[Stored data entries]
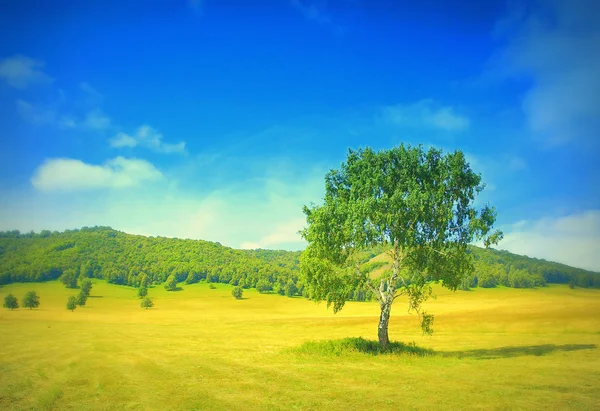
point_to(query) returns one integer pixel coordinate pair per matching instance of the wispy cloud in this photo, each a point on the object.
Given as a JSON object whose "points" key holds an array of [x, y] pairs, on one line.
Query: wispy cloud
{"points": [[65, 174], [21, 72], [146, 136], [573, 239], [36, 114], [96, 120], [426, 114], [555, 44]]}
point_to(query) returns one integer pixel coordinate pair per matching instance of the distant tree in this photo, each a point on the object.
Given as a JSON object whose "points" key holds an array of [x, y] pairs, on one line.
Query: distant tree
{"points": [[142, 291], [263, 286], [81, 298], [30, 300], [86, 286], [10, 302], [72, 303], [237, 292], [69, 278], [147, 303], [171, 283], [290, 288]]}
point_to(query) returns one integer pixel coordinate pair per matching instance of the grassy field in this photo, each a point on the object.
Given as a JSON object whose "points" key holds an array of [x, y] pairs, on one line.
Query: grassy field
{"points": [[496, 349]]}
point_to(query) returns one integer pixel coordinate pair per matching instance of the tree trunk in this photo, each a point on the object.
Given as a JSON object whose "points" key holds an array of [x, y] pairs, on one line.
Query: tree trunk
{"points": [[384, 319]]}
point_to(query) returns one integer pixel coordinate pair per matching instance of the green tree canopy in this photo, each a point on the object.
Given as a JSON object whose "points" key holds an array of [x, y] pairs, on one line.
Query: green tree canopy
{"points": [[237, 292], [72, 303], [147, 303], [31, 300], [142, 291], [418, 204], [10, 302], [86, 286]]}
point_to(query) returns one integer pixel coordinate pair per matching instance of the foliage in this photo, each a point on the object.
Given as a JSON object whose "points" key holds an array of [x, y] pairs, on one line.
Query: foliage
{"points": [[419, 204], [119, 258], [86, 286], [31, 300], [237, 292], [72, 303], [171, 283], [11, 302], [69, 278], [263, 286], [142, 291], [147, 303], [81, 298]]}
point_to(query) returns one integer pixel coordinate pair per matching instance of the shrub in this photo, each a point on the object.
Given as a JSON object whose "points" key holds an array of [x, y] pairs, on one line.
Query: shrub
{"points": [[10, 302], [31, 300], [72, 303], [142, 291], [81, 298], [263, 286], [147, 303], [237, 292], [171, 284]]}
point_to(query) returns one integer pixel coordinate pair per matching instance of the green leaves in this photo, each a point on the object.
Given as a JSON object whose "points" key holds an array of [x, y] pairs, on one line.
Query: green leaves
{"points": [[417, 202]]}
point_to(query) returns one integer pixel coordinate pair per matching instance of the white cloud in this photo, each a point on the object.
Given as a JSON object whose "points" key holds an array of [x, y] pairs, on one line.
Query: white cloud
{"points": [[555, 44], [146, 136], [36, 114], [64, 174], [572, 239], [96, 120], [21, 71], [428, 114]]}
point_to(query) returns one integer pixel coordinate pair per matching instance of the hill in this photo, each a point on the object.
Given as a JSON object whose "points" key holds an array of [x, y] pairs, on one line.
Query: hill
{"points": [[120, 258]]}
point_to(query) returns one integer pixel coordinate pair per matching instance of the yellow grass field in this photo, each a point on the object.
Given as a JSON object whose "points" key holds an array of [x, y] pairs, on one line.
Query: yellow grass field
{"points": [[198, 348]]}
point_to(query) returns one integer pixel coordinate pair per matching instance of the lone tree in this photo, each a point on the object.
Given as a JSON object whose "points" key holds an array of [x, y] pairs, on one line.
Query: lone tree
{"points": [[10, 302], [147, 303], [418, 204], [171, 283], [81, 298], [142, 291], [86, 286], [72, 303], [237, 292], [31, 300]]}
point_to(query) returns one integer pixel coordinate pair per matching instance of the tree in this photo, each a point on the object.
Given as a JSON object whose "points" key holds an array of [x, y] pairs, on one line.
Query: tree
{"points": [[81, 298], [142, 291], [86, 286], [10, 302], [72, 303], [147, 303], [290, 288], [69, 278], [263, 286], [31, 300], [171, 283], [237, 292], [418, 205]]}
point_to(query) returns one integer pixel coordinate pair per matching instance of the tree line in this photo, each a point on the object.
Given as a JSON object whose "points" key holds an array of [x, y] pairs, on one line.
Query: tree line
{"points": [[139, 261]]}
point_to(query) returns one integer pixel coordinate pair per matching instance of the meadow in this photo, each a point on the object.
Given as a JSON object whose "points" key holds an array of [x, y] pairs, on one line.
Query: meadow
{"points": [[199, 348]]}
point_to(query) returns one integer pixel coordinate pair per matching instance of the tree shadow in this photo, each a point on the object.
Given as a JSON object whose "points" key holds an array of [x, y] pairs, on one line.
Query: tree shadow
{"points": [[371, 347], [516, 351]]}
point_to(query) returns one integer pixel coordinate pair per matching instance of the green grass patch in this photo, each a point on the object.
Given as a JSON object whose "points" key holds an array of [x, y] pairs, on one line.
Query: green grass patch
{"points": [[359, 345]]}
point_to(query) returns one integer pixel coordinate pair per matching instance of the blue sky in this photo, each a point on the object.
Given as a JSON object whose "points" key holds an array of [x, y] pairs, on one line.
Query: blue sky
{"points": [[217, 120]]}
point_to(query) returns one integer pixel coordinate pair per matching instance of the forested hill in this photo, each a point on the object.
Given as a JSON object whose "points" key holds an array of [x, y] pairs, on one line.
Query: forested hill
{"points": [[121, 258], [127, 259]]}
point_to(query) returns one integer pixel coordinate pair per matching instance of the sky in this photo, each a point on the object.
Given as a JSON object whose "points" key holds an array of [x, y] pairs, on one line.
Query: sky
{"points": [[218, 119]]}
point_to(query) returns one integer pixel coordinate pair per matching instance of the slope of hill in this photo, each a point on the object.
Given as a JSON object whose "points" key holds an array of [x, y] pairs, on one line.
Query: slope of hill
{"points": [[121, 258]]}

**Work instruction**
Your answer must be the entries repeated exactly, with no pictures.

**Task output**
point_to(query) returns one integer pixel coordinate pair per matching instance of the wispy cloud in this photo, each a point on the object.
Given as a JSON object whose "points" key holds an array of [x, y] pairs, on one line.
Query: wispy cloud
{"points": [[65, 174], [21, 72], [146, 136], [573, 239], [36, 114], [96, 120], [426, 114], [555, 44]]}
point_to(query) returns one integer pixel coordinate pair per matching instance of the distant tree in this photo, each a point on the object.
Given as a JSON object whose "points" key holds an array of [x, y] pairs, on one line.
Query: distant tree
{"points": [[142, 291], [263, 286], [81, 298], [30, 300], [86, 286], [10, 302], [72, 303], [237, 292], [69, 278], [147, 303], [171, 283], [290, 288]]}
point_to(query) returns one integer pixel coordinate pair per matching instance of the grassy field in this photo, each a point on the object.
Given as a JSON object whose "points" key holds an array of [x, y] pairs, on one line.
Query: grassy field
{"points": [[496, 349]]}
point_to(query) returns one integer pixel coordinate pair per matching instance of the tree trunk in this photo, each a point on the object.
Given as a JSON object whose "points" key holds an array of [x, y] pairs, on one line.
Query: tree trunk
{"points": [[384, 319]]}
point_to(query) returns one integer pixel coordinate pair per matching instance of the green tree canopy in this photo, each a point on the object.
Given as a JSON object whose "points" key holds an array of [x, y] pairs, on one line.
Query: green tree canopy
{"points": [[237, 292], [72, 303], [147, 303], [31, 300], [142, 291], [418, 204], [10, 302], [86, 286]]}
point_to(query) returns one integer pixel coordinate pair per matching instance of the foliage in this photo, each a point on the object.
Given as a JSON object whose "points" key holds an array of [x, y] pairs, on one line.
Query: foliage
{"points": [[419, 204], [119, 258], [86, 286], [31, 300], [237, 292], [72, 303], [171, 283], [11, 302], [69, 278], [263, 286], [142, 291], [147, 303], [81, 298]]}
point_to(query) returns one integer pixel coordinate pair per matching instance of the shrub in this photo, each a point on the object.
Given as a JSON object whose "points" key holds an array of [x, y] pairs, on one line.
Query: shrub
{"points": [[10, 302], [31, 300], [72, 303], [142, 291], [81, 298], [263, 286], [147, 303], [237, 292], [171, 284]]}
point_to(query) returns one integer pixel coordinate pair per matching instance of the green leaves in this photo, each a point on the object.
Given as a JSON object whose "points" key holds an array of [x, y] pairs, on one line.
Query: green leaves
{"points": [[417, 202]]}
point_to(query) returns one integer pixel coordinate pair per matching instance of the white cloud in this photo, each a point on the object.
Given as a JSON object whose "points" key holds an array of [x, y] pairs, on one line.
Query: white cloud
{"points": [[555, 44], [146, 136], [36, 114], [64, 174], [572, 239], [96, 120], [21, 71], [428, 114]]}
point_to(query) returns one integer pixel coordinate pair per matching instance of the hill in this photo, each a point on the object.
Given as a JSON object whose "points" key holds an array of [x, y] pairs, on one line.
Query: hill
{"points": [[120, 258]]}
point_to(query) returns one integer pixel coordinate pair per matching instance of the yellow grass field in this photo, each a point on the object.
Given as a JSON object whose "points" key holds an array of [x, y] pairs, on one line.
Query: yellow grass field
{"points": [[198, 348]]}
point_to(query) returns one integer pixel coordinate pair per matching instance of the lone tree in this photo, each a point on the object.
Given as a JSON object whose "points" key holds an array of [x, y] pairs, on one line.
Query: lone tree
{"points": [[10, 302], [147, 303], [418, 204], [171, 283], [81, 298], [142, 291], [86, 286], [72, 303], [237, 292], [31, 300]]}
point_to(query) returns one integer pixel coordinate pair per matching instance of the tree in this photo, each a point on the object.
Given as a JSON object whose "points" key holds an array of [x, y] pairs, on one line.
Query: tree
{"points": [[81, 298], [142, 291], [86, 286], [10, 302], [72, 303], [147, 303], [290, 288], [69, 278], [263, 286], [31, 300], [171, 283], [237, 292], [418, 205]]}
point_to(query) returns one integer pixel coordinate pair per matching instance of the tree line in this photo, each a point on the object.
Given as a JSON object whose "points" key holds an array of [x, y] pairs, on one line.
Query: tree line
{"points": [[139, 261]]}
point_to(query) returns one integer pixel coordinate pair per matching instance of the meadow in this photo, each a point on the object.
Given as a JSON object whose "points" key holds an array of [x, y] pairs, on one line.
Query: meadow
{"points": [[199, 348]]}
point_to(query) returns one integer pixel coordinate pair per matching instance of the tree shadow in this photo, each a point on the object.
Given as a JSON object whose "points" key holds an array of [x, y] pairs, on one line.
Query: tree shadow
{"points": [[371, 347], [516, 351]]}
point_to(query) returns one integer pixel coordinate pair per matching instance of the green grass patch in this photo, each a point on the object.
Given as a JSON object whose "points" key holds an array of [x, y] pairs, on one line.
Query: green grass patch
{"points": [[359, 345]]}
point_to(query) returns one integer pixel coordinate pair per matching instance of the blue sky in this photo, each a point on the object.
Given as a JSON object whose "points" key holds an array of [x, y] pairs, on one line.
Query: blue sky
{"points": [[217, 120]]}
point_to(query) returns one integer pixel coordinate pair per matching instance of the forested hill in this photo, each a point on the object.
Given as a JSON object whose "points" key holds an array of [x, y] pairs, on one line.
Query: forested hill
{"points": [[121, 258], [127, 259]]}
point_to(query) returns one integer pixel coordinate pair per matching instance of the sky in this photo, each a point on the object.
Given as a JSON object whose "points" key holds an array of [x, y] pairs, on one line.
Query: sky
{"points": [[218, 119]]}
point_to(query) returns one integer pixel coordinate pair per matching instance of the slope of hill in this photo, each a point on the object.
Given as a JSON object whose "points" key holds an array of [x, y] pairs, on one line.
Query: slope of hill
{"points": [[121, 258]]}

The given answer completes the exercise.